## [What to produce]
Copy exactly the run of lines that begins at the line with "The response should indicate, for every instance of the road" and ends at the final line of the entries.

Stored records

(begin)

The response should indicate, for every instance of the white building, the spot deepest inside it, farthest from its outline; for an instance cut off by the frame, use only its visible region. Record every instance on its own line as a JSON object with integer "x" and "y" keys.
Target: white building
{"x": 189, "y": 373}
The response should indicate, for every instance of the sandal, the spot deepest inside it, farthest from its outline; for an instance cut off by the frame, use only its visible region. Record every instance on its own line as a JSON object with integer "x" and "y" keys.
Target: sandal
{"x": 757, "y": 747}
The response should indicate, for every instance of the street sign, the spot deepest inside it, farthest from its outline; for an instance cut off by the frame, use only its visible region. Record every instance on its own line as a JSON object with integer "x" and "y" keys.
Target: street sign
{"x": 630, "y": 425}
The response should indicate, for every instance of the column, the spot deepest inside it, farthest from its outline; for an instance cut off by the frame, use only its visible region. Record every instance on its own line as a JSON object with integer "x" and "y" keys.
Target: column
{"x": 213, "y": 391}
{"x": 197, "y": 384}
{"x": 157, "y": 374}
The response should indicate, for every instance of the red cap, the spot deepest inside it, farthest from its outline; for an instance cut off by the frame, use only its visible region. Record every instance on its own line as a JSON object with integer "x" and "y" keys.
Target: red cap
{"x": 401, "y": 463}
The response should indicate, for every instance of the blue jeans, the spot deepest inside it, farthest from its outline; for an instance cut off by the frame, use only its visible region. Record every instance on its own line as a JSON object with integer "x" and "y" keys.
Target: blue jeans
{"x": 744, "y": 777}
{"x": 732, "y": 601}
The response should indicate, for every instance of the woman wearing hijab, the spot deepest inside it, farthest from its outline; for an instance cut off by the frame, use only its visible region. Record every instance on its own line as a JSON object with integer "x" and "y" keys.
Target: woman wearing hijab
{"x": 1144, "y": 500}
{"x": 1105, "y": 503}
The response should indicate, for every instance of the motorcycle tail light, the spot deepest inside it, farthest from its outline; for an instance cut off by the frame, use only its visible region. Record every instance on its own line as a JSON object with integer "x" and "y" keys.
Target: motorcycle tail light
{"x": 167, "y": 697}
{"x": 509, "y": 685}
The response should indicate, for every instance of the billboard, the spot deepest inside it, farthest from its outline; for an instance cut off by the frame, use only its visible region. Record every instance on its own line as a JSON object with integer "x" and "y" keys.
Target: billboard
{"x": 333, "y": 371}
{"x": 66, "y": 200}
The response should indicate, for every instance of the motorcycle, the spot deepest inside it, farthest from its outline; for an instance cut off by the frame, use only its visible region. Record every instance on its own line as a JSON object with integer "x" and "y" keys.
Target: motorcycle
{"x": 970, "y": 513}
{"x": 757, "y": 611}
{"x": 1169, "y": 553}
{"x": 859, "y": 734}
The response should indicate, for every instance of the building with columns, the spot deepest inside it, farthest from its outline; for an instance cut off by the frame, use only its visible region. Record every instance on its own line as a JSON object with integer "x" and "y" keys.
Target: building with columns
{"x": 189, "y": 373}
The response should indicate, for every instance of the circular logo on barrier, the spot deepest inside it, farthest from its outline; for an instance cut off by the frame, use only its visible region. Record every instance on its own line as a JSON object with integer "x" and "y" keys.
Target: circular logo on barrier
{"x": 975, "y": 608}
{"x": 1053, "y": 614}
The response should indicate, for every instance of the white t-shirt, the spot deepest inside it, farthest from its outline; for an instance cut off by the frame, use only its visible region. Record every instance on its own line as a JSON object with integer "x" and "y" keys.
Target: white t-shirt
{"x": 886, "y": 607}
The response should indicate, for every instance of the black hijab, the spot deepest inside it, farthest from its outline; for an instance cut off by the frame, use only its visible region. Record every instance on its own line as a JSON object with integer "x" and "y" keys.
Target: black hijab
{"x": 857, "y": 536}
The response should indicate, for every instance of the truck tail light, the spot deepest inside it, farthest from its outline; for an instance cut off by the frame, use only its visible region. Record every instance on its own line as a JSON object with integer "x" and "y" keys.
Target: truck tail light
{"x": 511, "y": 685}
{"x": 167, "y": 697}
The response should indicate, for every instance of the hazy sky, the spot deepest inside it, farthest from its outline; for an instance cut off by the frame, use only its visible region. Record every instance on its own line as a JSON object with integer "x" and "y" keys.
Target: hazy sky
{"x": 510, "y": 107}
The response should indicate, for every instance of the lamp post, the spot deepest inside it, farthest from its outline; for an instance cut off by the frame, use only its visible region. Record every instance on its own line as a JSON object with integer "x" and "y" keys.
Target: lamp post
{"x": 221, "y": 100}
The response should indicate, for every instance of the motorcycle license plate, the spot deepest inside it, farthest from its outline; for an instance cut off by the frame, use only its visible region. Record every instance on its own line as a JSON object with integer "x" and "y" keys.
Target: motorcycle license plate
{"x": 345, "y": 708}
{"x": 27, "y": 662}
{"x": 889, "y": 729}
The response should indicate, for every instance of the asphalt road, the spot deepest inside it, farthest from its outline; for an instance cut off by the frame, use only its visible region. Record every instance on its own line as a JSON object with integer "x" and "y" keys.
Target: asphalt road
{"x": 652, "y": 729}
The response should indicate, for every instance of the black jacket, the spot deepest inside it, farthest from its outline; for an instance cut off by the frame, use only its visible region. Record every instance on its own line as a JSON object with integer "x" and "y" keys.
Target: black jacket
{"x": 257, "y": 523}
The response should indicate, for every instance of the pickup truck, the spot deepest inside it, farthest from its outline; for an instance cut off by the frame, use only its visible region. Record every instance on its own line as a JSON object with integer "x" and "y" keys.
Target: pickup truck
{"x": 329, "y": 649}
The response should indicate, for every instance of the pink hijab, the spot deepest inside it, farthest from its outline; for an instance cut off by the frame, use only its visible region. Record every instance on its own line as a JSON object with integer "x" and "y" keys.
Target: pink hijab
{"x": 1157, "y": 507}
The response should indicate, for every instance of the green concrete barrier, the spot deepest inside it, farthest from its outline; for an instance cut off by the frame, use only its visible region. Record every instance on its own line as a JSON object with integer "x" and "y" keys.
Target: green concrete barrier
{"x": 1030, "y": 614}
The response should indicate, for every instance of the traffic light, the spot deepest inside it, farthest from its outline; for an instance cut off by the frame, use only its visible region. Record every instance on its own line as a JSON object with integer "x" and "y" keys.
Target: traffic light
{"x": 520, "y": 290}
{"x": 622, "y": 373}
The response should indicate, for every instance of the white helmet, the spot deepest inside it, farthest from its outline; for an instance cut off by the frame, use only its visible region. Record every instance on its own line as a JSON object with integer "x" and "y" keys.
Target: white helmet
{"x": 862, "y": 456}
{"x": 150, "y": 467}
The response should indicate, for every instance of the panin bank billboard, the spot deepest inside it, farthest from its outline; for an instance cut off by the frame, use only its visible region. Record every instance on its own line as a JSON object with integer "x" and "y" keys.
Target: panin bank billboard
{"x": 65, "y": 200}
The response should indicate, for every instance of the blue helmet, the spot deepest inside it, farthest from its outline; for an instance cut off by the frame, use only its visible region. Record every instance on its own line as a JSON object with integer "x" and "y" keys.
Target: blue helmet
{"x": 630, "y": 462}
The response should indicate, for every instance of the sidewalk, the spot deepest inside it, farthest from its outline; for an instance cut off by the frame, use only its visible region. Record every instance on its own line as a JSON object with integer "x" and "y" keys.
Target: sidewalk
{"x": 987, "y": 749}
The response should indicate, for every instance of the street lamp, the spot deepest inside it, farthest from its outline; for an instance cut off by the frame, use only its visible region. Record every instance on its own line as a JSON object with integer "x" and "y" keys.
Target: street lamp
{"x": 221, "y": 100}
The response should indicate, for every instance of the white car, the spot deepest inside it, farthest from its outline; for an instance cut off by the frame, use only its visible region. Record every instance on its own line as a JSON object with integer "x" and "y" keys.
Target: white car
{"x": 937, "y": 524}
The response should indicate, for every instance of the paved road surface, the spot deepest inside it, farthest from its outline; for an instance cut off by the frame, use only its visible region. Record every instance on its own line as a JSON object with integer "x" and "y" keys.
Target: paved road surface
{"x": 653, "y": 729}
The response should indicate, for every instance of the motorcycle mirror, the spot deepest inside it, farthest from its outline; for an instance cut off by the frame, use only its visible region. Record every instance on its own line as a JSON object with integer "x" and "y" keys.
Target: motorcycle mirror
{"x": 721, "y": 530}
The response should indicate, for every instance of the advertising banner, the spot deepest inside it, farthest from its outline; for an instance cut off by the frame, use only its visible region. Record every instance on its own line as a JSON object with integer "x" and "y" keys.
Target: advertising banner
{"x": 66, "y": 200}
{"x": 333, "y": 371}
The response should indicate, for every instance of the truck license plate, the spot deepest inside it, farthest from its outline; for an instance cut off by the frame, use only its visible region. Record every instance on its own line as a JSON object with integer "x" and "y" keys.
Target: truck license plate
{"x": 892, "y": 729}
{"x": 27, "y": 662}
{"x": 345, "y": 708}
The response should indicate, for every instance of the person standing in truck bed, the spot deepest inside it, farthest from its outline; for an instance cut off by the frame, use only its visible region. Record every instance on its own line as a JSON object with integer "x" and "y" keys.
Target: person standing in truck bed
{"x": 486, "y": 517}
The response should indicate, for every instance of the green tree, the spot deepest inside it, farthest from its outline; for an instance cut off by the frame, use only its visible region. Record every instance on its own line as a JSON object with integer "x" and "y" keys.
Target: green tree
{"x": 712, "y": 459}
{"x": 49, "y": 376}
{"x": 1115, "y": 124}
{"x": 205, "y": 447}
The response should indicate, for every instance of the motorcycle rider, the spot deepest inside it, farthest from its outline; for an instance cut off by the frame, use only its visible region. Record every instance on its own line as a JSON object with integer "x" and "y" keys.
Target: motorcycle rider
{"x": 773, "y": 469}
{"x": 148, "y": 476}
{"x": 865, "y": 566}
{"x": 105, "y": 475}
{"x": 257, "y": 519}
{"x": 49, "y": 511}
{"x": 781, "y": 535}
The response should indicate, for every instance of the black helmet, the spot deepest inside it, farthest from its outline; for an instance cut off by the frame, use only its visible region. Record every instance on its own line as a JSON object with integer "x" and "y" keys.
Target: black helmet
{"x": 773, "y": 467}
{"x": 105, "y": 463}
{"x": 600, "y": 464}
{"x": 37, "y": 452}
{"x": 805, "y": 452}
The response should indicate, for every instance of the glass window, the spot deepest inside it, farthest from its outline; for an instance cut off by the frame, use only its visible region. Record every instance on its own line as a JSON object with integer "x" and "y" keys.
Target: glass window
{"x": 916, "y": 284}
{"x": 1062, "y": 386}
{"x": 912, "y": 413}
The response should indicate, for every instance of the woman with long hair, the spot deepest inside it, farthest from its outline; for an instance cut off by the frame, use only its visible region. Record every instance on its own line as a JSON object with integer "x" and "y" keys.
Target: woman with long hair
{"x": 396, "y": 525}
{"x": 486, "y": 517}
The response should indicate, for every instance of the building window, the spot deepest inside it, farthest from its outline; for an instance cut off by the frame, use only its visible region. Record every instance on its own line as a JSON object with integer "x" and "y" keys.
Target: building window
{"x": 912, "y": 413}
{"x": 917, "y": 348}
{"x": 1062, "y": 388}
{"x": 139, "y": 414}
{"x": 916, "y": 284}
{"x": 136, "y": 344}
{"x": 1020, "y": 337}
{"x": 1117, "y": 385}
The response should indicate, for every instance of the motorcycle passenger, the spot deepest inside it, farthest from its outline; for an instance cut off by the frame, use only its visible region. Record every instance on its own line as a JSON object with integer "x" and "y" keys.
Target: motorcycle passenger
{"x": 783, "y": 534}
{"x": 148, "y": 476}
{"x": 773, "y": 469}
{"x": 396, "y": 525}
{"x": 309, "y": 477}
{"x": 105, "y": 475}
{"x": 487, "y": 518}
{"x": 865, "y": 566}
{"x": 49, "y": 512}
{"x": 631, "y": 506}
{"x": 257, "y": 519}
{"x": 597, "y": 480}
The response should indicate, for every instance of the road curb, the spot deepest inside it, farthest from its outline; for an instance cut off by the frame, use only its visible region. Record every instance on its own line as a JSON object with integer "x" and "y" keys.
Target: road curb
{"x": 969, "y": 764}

(end)

## [Written response]
The response should indicate, for every instance of the road curb, the spot deepest inside it, farthest from its outline; for an instance cut off by the frame, use only its visible region. Record every instance on its own line as a JSON object with integer "x" and "y" keys.
Target: road curb
{"x": 969, "y": 764}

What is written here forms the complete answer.